> **Task instructions**
In the data below, find the line containing "Tag the green"; reproduce that line and all subsequent lines exactly, and nothing else.
..............................
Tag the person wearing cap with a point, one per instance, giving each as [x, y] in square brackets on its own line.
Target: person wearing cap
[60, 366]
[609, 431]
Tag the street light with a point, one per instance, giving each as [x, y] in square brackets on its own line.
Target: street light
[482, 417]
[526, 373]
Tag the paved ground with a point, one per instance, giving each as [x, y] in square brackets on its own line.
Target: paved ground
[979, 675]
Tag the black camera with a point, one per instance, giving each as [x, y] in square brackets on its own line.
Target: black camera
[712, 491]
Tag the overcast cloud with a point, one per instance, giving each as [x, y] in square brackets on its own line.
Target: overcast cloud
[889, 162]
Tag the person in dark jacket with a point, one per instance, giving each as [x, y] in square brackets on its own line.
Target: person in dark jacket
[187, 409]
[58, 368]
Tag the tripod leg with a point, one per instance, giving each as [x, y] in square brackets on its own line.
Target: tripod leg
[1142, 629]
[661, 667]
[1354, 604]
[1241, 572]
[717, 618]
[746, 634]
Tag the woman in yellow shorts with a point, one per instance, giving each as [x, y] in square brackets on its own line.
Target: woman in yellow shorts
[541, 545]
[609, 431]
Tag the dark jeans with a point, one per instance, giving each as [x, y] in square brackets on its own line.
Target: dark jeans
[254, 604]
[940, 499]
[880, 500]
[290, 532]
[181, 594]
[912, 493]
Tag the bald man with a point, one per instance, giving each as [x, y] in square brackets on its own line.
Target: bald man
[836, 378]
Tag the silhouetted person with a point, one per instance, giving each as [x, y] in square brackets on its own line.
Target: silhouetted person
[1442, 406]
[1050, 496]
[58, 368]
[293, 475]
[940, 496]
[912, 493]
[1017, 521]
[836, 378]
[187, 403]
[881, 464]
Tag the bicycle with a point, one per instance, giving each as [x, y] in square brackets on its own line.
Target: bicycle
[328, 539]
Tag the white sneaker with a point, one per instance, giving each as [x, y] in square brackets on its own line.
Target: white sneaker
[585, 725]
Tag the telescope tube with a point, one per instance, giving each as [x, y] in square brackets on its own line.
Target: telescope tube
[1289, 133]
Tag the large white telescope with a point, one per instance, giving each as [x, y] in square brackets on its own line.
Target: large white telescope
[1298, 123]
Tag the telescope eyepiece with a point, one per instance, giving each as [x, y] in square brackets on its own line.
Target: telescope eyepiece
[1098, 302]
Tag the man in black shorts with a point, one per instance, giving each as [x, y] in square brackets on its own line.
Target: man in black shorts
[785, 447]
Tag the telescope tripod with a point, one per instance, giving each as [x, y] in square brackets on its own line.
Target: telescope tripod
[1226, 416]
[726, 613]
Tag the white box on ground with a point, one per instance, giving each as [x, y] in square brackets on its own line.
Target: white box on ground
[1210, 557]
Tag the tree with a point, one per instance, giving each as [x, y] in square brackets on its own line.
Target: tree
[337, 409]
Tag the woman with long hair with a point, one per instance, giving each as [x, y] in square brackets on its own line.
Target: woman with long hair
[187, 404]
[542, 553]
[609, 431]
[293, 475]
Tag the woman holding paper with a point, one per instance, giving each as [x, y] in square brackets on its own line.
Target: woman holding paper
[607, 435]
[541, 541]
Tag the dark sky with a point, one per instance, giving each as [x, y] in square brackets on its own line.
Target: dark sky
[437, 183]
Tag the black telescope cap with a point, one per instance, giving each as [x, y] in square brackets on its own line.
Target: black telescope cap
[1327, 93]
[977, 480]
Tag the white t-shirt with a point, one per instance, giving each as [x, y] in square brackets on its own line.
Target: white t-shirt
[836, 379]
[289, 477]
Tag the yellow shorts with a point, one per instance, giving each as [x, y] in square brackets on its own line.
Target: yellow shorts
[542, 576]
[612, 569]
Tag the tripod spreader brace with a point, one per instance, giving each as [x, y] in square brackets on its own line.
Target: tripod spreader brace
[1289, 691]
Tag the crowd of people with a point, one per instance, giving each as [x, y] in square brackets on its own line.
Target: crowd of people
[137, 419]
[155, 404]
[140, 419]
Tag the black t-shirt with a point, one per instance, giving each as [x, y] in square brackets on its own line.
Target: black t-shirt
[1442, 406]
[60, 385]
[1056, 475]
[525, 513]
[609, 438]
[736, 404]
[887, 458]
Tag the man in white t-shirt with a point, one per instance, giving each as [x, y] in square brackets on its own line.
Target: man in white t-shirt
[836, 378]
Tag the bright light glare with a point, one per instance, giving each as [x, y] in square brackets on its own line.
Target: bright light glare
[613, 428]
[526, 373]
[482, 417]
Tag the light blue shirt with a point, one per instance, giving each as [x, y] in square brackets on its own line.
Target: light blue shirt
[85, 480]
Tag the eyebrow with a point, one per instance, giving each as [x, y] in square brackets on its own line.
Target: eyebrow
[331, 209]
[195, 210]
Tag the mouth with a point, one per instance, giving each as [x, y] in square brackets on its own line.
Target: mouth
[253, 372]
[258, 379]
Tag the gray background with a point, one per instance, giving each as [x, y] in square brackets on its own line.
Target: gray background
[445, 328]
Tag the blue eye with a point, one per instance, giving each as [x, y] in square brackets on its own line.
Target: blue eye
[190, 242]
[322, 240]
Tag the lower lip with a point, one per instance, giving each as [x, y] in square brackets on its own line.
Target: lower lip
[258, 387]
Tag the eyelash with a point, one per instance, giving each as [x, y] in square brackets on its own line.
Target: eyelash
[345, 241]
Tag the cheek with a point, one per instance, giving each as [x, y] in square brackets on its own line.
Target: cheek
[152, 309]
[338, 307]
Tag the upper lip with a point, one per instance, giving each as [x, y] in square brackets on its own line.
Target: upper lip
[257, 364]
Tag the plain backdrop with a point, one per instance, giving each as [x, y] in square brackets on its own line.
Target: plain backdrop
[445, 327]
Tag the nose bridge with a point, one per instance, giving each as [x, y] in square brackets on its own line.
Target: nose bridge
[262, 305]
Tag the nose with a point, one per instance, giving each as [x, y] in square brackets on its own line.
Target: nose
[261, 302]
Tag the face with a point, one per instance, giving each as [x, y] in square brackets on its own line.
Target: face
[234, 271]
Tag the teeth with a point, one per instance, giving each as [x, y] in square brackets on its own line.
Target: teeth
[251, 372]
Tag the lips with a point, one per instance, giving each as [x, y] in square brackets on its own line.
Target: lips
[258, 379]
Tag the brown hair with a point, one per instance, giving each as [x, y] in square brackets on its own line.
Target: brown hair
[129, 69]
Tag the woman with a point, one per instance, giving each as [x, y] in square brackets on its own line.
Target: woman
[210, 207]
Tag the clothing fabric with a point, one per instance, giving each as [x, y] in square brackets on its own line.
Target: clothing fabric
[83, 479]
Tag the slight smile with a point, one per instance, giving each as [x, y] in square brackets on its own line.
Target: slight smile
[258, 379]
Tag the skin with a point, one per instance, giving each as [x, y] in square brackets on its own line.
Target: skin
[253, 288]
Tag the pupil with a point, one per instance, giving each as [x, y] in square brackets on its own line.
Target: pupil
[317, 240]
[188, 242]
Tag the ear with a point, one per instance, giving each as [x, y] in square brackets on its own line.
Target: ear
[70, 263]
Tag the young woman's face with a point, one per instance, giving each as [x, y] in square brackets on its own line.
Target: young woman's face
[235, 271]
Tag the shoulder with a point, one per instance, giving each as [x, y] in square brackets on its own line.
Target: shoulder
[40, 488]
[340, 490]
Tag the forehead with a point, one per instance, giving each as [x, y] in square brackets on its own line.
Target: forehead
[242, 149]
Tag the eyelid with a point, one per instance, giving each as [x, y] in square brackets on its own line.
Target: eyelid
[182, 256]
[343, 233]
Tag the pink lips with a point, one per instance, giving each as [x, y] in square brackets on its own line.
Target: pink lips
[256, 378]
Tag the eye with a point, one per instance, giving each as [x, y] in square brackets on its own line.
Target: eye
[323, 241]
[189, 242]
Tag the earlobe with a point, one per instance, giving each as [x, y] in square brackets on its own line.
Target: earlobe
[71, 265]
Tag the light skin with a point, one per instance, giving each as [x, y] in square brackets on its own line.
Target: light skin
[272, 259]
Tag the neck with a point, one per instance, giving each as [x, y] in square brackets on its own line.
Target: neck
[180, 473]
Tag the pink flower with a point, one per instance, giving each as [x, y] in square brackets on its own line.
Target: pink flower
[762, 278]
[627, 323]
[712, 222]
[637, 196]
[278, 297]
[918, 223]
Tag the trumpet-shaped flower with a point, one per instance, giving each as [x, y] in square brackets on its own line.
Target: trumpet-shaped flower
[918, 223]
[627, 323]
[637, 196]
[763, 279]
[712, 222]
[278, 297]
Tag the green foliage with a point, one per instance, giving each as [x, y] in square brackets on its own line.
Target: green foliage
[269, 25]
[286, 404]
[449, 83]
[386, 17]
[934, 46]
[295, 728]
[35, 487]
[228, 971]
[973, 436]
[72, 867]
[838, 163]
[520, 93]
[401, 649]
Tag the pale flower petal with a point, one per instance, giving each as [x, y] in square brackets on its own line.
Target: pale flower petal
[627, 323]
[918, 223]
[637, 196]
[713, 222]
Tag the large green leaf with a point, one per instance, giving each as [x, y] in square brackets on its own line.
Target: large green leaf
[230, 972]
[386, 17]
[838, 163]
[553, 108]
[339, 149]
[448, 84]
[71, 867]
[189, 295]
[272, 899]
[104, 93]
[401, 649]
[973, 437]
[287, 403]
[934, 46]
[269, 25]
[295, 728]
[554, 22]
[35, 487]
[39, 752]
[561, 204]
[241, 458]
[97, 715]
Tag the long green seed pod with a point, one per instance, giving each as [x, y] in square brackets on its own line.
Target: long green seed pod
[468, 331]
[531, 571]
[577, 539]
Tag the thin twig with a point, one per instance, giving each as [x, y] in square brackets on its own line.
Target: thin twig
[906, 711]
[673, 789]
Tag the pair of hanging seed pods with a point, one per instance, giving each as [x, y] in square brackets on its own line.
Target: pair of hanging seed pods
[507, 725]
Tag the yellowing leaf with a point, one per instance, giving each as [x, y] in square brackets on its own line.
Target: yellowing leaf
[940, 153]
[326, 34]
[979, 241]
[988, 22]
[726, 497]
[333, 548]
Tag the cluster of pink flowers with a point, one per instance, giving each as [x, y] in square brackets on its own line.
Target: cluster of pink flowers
..............................
> **Worked solution**
Tag the green foliage with a point, one per instance, giving each as [x, y] in square brackets on its own line.
Target: green foliage
[269, 25]
[286, 404]
[449, 83]
[386, 17]
[934, 46]
[295, 728]
[35, 487]
[228, 971]
[973, 436]
[72, 867]
[838, 163]
[520, 93]
[401, 649]
Tag the pale flower petal with a point, one per instance, giving each as [x, y] in square brackets on its own line.
Target: pale flower petal
[627, 323]
[918, 223]
[637, 196]
[713, 222]
Tag the large green leaf with a point, one per instance, giving each as [x, y] in square brackets on its own line.
Target: large green leaf
[230, 972]
[386, 17]
[838, 163]
[553, 108]
[339, 149]
[448, 84]
[71, 867]
[189, 295]
[272, 899]
[104, 93]
[401, 649]
[973, 437]
[287, 403]
[934, 46]
[269, 25]
[295, 728]
[554, 22]
[35, 487]
[39, 752]
[561, 204]
[241, 458]
[97, 715]
Tag the long green seed pod with a point, one per instance, giving each as [x, y] in square brackets on its own line.
Target: long green seed pod
[468, 331]
[531, 571]
[577, 539]
Tag the thin twig with a point, one per instance, giving each as [x, y] in square brackets on its own line.
Target: thin twig
[906, 711]
[673, 789]
Tag the pair of hanging seed pods with a point, one per instance, giving each as [x, y] in square brackets on its own line.
Target: pair of hanging seed pods
[507, 725]
Tag the yellowing leaf with a point, one per instance, giving each as [x, y] in square brackets on its own line.
Target: yellowing leaf
[940, 153]
[326, 34]
[979, 241]
[988, 22]
[726, 497]
[333, 548]
Tag the cluster of pink flowers with a point, one per instance, giving each as [x, y] in square brackets on its own line.
Target: cluster of pink flowers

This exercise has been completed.